Tarefas a realizar
A: Transcreva literalmente um trecho do texto sobre o salão de cabeleireiro, começando nas palavras "Mas mais ainda" e parando depois de "de boas vindas.".
B: Segundo o texto sobre o salão de cabeleireiro, o que procuram as senhoras na visita semanal, mais ainda do que sair com a sensação de terem recuado alguns anos?

Num Salão de Cabeleireiro

secador1Num salão de cabeleireiro basicamente frequentado por senhoras idosas, a maioria viúvas e tendo como rendimento uma pensão mais ou menos gorda, procura-se através de produtos que se pretendem fiáveis, rolos, permanentes, ripados e com as mãos ágeis de uma cabeleireira, que há décadas sentiu passar-lhe pelos dedos centenas de tipos de cabelos e que consegue transformar cabelos outrora fartos e sedosos, hoje enfraquecidos, brancos e quebradiços, numa cabeça coroada de caracóis perfeitos louros e brilhantes, recuperar alguma da beleza de outrora já que as rugas acentuadas a pele pespontada de pequenas manchas castanhas junto com o andar vagaroso, muitas vezes auxiliado por uma bengala, de quem já muitos caminhos calcorreou, numa vida corrida de mulher habituada a vencer desafios e a exercer as mais variadas profissões, mesmo sem ser diplomada, utilizando para todas elas o seu famoso sexto sentido.

Mas mais ainda do que sair dum salão com a sensação que o corte e o penteado lhes fez recuar alguns anos, mercê de mãos artísticas, a visita semanal, tem como objetivo a procura de um ouvido atento, um abraço apertado e um sorriso de boas vindas.

São mulheres que outrora viveram com os minutos contados entre a profissão que exerceram sem gosto, as gravidezes que lhes preencheram a alma, o companheiro que escolheram num dia em que um segundo olhar lhes estremeceu o coração e juraram perante deus ser para sempre, as noites mal dormidas enquanto os filhos cresciam e que depois das fraldas, do leite, do primeiro dente, a entrada no infantário, depois na escola mais tarde na faculdade sempre lhes mantiveram os olhos abertos de noite pisados de preocupação.

Dados fornecidos
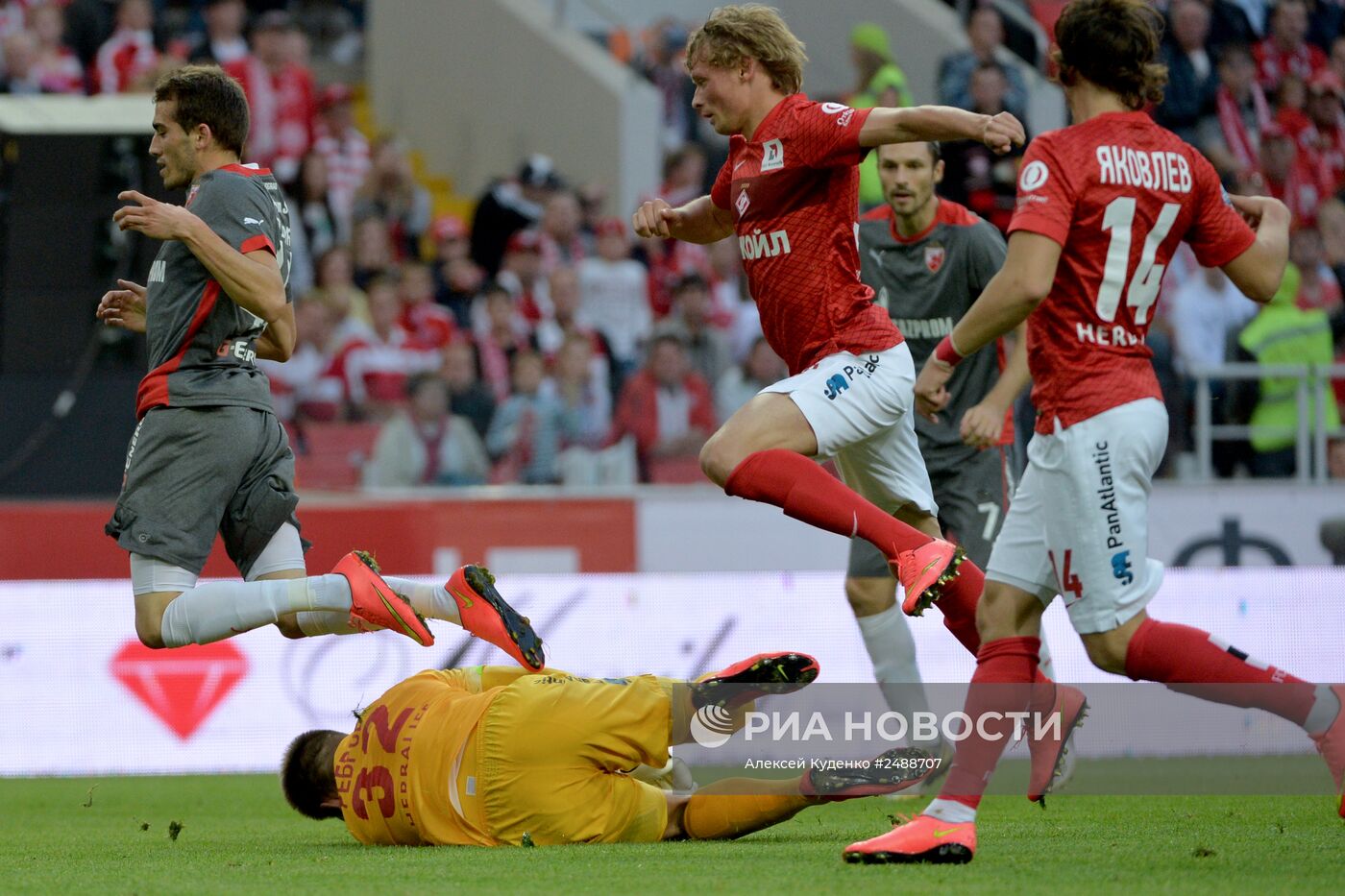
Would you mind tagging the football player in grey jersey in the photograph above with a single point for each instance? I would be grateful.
(208, 453)
(927, 260)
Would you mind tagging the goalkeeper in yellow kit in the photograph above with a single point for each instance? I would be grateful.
(488, 755)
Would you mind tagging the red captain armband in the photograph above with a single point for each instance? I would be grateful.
(945, 351)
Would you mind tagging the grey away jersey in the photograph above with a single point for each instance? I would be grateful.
(201, 343)
(927, 284)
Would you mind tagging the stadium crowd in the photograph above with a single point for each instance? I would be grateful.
(541, 342)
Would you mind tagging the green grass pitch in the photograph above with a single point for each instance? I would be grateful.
(237, 835)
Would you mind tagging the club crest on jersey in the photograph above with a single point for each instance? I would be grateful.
(772, 155)
(1033, 177)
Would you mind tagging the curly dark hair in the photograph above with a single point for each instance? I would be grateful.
(1113, 43)
(306, 775)
(206, 94)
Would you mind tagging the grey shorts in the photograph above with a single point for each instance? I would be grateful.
(195, 472)
(972, 499)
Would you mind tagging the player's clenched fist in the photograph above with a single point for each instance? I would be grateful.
(124, 307)
(932, 389)
(1002, 132)
(654, 218)
(154, 218)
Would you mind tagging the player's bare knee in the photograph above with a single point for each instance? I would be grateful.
(719, 458)
(869, 596)
(1008, 613)
(148, 628)
(1107, 650)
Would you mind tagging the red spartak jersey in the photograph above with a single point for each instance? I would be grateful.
(1118, 193)
(794, 191)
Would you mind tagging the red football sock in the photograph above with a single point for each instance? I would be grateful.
(1002, 684)
(806, 492)
(1179, 655)
(959, 604)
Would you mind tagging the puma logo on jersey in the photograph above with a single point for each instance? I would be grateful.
(764, 245)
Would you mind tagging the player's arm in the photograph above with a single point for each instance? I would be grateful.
(697, 221)
(124, 307)
(251, 280)
(1001, 132)
(984, 423)
(1009, 298)
(278, 341)
(1260, 268)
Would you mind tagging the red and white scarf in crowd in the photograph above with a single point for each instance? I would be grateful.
(1235, 127)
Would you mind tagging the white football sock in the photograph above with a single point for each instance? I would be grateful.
(892, 650)
(217, 610)
(432, 601)
(951, 811)
(1325, 708)
(325, 621)
(1044, 664)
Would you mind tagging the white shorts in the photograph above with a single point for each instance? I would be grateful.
(860, 410)
(1079, 521)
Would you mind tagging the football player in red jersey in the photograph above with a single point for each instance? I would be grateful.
(789, 190)
(1102, 206)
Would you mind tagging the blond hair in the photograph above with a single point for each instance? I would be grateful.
(749, 31)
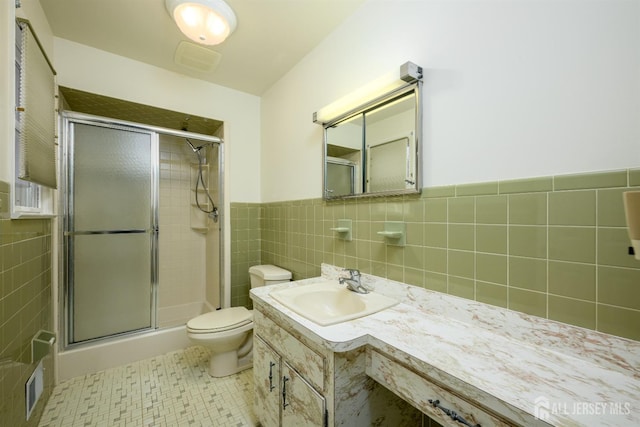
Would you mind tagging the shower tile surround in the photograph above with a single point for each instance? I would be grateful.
(25, 308)
(182, 250)
(554, 247)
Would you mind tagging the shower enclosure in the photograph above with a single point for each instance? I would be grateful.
(123, 187)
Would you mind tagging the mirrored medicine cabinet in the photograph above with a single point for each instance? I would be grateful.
(374, 149)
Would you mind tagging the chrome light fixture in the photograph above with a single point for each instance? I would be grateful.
(207, 22)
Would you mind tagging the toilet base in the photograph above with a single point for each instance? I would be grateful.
(224, 364)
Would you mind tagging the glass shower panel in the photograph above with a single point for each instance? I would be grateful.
(112, 293)
(111, 231)
(112, 183)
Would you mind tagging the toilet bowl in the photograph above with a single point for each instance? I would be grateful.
(228, 332)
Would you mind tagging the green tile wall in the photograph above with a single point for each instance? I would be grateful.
(245, 249)
(25, 308)
(554, 247)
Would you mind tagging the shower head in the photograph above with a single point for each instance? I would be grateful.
(197, 148)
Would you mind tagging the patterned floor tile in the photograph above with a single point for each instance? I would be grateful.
(170, 390)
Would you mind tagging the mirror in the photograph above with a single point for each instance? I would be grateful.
(374, 149)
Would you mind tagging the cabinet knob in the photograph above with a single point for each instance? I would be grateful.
(284, 392)
(271, 386)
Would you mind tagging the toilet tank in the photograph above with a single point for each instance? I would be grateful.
(264, 275)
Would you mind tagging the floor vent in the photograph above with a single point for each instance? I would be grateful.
(33, 388)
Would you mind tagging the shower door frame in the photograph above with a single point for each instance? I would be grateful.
(66, 198)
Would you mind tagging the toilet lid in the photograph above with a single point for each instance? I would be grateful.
(221, 320)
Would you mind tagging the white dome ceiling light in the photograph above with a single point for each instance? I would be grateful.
(207, 22)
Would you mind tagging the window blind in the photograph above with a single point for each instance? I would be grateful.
(36, 106)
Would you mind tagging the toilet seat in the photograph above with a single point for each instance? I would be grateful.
(220, 320)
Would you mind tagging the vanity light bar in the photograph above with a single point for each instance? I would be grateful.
(408, 73)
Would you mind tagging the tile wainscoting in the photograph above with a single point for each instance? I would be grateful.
(25, 308)
(555, 247)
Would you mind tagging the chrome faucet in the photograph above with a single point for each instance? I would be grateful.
(353, 281)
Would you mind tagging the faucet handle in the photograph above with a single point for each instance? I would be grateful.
(353, 273)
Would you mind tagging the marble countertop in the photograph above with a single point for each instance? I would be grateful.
(529, 369)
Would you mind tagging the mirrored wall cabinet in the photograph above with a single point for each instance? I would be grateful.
(372, 143)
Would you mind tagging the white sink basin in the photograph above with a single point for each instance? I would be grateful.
(328, 303)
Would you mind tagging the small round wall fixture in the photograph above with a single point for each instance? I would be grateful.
(207, 22)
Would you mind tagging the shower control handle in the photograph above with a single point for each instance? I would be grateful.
(214, 215)
(271, 386)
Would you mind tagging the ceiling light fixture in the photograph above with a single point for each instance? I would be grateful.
(207, 22)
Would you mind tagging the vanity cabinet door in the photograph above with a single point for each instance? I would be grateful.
(267, 382)
(301, 404)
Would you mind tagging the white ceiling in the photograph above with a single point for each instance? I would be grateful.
(271, 36)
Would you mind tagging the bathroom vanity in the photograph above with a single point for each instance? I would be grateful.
(458, 361)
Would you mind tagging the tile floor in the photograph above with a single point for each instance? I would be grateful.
(169, 390)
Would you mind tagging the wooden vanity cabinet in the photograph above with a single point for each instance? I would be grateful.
(283, 396)
(301, 383)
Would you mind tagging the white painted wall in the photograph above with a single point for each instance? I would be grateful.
(513, 89)
(92, 70)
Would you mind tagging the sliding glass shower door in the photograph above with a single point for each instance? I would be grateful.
(110, 228)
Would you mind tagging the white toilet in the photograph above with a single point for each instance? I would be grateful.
(228, 332)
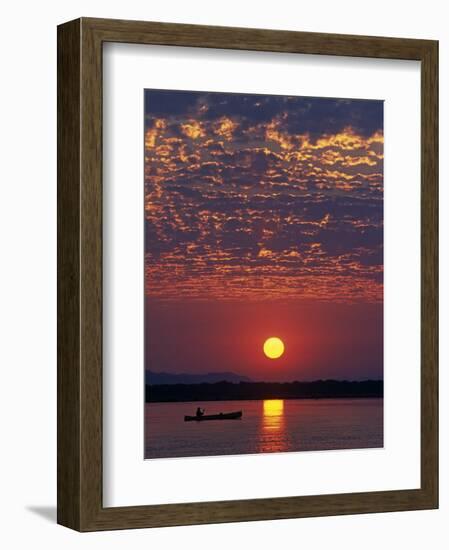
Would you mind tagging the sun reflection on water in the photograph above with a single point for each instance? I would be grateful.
(273, 436)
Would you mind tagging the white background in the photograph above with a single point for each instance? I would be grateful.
(28, 275)
(129, 480)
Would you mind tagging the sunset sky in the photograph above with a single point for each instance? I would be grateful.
(263, 217)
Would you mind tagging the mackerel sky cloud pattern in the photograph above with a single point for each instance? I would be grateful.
(255, 197)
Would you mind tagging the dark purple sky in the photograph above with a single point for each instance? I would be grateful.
(263, 216)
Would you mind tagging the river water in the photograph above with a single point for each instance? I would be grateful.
(267, 426)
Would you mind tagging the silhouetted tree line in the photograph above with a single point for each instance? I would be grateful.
(219, 391)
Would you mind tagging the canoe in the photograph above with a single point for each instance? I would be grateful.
(220, 416)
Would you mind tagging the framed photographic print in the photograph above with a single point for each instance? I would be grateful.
(247, 274)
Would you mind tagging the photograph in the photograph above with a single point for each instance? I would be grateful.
(263, 294)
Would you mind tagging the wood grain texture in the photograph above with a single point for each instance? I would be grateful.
(80, 274)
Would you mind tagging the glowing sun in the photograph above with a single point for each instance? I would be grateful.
(273, 347)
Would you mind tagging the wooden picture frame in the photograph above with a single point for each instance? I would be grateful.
(80, 504)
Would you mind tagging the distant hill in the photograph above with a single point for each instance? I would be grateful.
(160, 378)
(220, 391)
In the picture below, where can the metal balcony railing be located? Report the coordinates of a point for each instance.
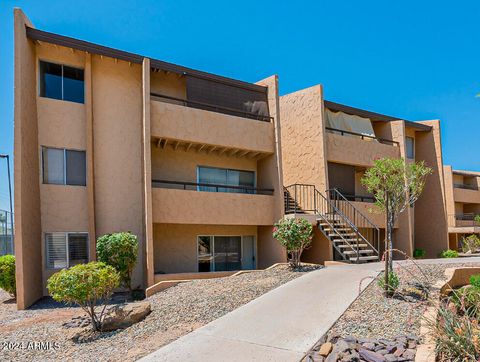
(466, 186)
(208, 187)
(212, 107)
(362, 136)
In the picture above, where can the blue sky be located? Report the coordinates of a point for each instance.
(410, 59)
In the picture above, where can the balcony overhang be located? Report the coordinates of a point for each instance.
(209, 149)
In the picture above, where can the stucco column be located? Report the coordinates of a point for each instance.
(147, 175)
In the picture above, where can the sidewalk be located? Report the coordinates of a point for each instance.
(281, 325)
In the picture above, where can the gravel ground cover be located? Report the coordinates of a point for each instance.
(175, 312)
(375, 323)
(374, 316)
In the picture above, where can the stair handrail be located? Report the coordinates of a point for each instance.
(355, 249)
(357, 211)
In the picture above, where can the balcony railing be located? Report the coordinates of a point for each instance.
(208, 187)
(465, 186)
(362, 136)
(213, 108)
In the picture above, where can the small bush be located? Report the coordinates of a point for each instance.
(86, 285)
(475, 281)
(419, 253)
(457, 337)
(393, 283)
(449, 254)
(7, 274)
(119, 250)
(470, 244)
(295, 235)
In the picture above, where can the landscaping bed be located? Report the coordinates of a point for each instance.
(175, 312)
(388, 327)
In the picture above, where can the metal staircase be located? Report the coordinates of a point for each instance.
(351, 233)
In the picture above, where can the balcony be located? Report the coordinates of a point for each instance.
(177, 121)
(210, 204)
(468, 194)
(358, 149)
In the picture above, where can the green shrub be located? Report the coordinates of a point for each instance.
(475, 281)
(87, 285)
(295, 235)
(7, 274)
(419, 253)
(449, 254)
(119, 250)
(393, 282)
(470, 244)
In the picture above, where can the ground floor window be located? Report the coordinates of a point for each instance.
(225, 253)
(64, 250)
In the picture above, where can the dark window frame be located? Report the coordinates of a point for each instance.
(65, 179)
(62, 81)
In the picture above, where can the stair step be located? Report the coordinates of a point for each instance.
(337, 229)
(364, 258)
(345, 246)
(361, 251)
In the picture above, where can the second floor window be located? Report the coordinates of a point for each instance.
(63, 167)
(59, 81)
(410, 145)
(222, 176)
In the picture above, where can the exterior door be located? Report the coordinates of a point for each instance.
(248, 253)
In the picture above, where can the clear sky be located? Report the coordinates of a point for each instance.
(414, 60)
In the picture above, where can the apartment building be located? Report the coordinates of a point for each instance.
(462, 192)
(107, 140)
(326, 148)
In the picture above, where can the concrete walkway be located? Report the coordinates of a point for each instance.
(281, 325)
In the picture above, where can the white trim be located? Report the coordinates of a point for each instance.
(66, 233)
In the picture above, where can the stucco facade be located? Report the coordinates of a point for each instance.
(316, 154)
(132, 136)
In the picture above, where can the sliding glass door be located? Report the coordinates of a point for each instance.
(224, 176)
(225, 253)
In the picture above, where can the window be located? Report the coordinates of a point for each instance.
(410, 145)
(64, 250)
(223, 176)
(63, 167)
(61, 82)
(225, 253)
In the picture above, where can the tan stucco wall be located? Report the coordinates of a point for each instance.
(117, 113)
(466, 195)
(355, 151)
(28, 233)
(320, 251)
(303, 135)
(194, 207)
(195, 125)
(431, 230)
(171, 165)
(176, 245)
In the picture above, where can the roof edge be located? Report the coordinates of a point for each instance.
(40, 35)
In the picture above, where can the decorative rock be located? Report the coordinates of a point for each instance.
(325, 349)
(124, 316)
(370, 356)
(370, 346)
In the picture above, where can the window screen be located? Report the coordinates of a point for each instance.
(77, 249)
(50, 80)
(61, 82)
(56, 250)
(73, 89)
(75, 167)
(64, 250)
(63, 167)
(410, 145)
(53, 171)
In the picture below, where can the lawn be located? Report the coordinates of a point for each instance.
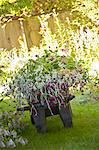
(83, 136)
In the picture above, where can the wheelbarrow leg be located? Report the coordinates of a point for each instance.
(39, 120)
(66, 116)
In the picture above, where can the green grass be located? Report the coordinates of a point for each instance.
(83, 136)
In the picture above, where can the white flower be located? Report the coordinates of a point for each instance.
(2, 145)
(10, 143)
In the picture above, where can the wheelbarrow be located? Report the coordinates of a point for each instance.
(40, 111)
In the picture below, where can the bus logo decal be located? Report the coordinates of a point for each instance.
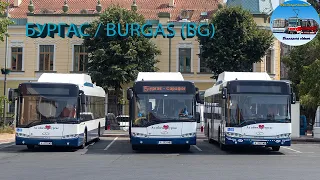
(259, 133)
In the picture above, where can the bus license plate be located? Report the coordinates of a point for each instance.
(165, 142)
(259, 143)
(45, 143)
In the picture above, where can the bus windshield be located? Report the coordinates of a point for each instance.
(279, 23)
(245, 109)
(37, 109)
(293, 22)
(158, 108)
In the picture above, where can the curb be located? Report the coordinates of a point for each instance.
(7, 141)
(115, 135)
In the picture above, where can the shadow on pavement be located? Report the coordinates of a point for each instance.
(247, 150)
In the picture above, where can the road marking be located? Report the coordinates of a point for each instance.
(197, 147)
(292, 150)
(110, 144)
(7, 145)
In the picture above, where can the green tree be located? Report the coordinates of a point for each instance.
(115, 61)
(298, 58)
(4, 21)
(237, 44)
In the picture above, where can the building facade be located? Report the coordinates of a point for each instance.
(28, 58)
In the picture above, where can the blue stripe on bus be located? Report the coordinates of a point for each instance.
(74, 142)
(177, 141)
(246, 141)
(88, 84)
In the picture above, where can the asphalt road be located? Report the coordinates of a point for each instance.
(112, 158)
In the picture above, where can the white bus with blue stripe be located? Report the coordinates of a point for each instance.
(162, 110)
(59, 110)
(248, 108)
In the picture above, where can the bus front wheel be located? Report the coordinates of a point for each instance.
(30, 146)
(223, 147)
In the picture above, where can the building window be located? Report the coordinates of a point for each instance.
(16, 58)
(268, 62)
(203, 67)
(46, 57)
(80, 59)
(185, 60)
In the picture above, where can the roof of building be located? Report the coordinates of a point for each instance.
(160, 76)
(254, 6)
(148, 8)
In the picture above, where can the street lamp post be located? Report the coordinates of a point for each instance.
(5, 68)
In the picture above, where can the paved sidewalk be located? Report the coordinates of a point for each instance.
(7, 138)
(115, 133)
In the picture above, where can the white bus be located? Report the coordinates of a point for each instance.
(280, 26)
(162, 110)
(59, 110)
(248, 108)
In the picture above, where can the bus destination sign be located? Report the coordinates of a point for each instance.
(164, 89)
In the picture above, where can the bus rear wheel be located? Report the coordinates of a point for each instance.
(84, 140)
(30, 146)
(223, 147)
(134, 147)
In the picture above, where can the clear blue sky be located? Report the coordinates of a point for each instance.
(303, 12)
(275, 3)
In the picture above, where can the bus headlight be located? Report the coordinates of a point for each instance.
(233, 134)
(287, 135)
(70, 136)
(189, 135)
(139, 135)
(22, 135)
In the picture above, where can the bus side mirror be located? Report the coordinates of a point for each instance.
(199, 99)
(224, 93)
(83, 98)
(13, 94)
(293, 98)
(198, 117)
(129, 94)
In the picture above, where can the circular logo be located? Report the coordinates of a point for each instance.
(294, 22)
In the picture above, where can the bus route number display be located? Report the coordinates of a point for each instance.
(164, 89)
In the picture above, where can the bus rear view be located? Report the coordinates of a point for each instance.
(163, 113)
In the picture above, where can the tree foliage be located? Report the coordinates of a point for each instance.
(298, 58)
(315, 4)
(237, 44)
(117, 60)
(4, 21)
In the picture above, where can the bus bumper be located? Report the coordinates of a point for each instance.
(74, 142)
(155, 141)
(257, 142)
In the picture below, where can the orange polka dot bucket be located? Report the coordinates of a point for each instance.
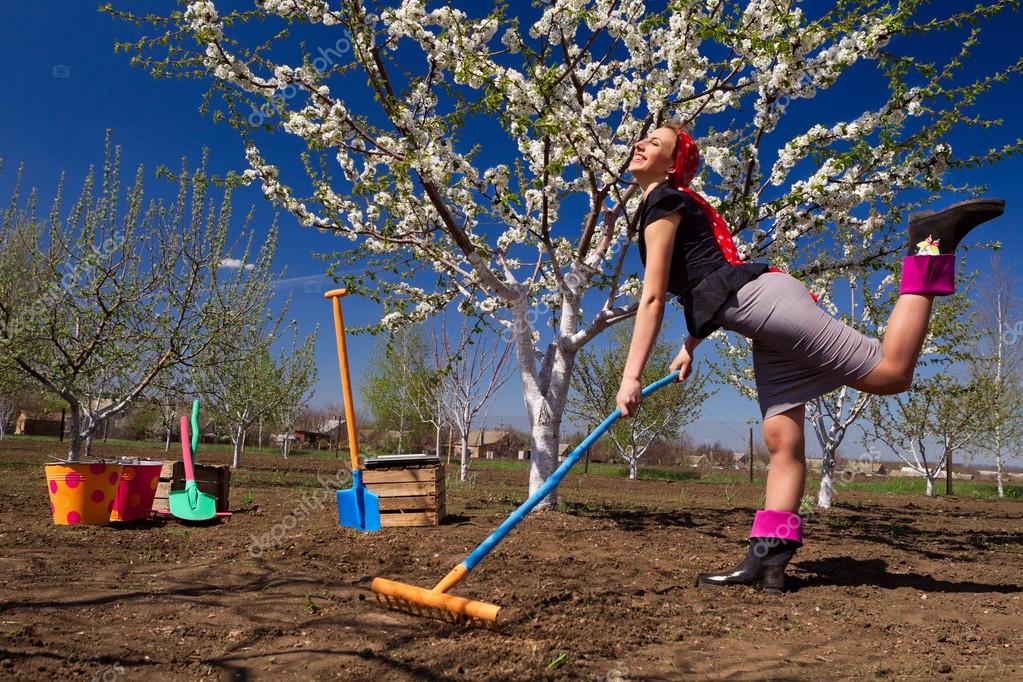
(83, 493)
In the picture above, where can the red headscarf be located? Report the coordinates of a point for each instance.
(680, 175)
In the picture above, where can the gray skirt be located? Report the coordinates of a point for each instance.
(799, 351)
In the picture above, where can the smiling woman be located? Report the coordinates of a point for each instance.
(799, 351)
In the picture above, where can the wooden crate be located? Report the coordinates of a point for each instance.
(211, 479)
(408, 496)
(161, 503)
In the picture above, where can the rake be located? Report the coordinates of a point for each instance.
(437, 602)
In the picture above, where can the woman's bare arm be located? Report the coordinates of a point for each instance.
(660, 238)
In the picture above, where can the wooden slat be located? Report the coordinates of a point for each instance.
(396, 518)
(405, 489)
(163, 493)
(411, 503)
(430, 473)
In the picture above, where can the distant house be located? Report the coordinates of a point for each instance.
(489, 444)
(741, 460)
(864, 467)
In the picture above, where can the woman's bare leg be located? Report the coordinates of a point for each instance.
(787, 475)
(901, 345)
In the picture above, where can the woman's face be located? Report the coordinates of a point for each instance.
(653, 155)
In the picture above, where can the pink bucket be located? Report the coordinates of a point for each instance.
(136, 490)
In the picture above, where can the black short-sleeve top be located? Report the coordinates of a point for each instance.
(700, 276)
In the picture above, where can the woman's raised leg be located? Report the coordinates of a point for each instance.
(929, 270)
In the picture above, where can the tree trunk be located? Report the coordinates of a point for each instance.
(997, 461)
(75, 435)
(238, 438)
(545, 393)
(827, 492)
(543, 462)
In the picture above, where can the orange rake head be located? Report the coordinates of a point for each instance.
(435, 603)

Respostas por tarefa
A:
Mas mais ainda do que sair dum salão com a sensação que o corte e o penteado lhes fez recuar alguns anos, mercê de mãos artísticas, a visita semanal, tem como objetivo a procura de um ouvido atento, um abraço apertado e um sorriso de boas vindas.

B: Procuram um ouvido atento, um abraço apertado e um sorriso de boas vindas.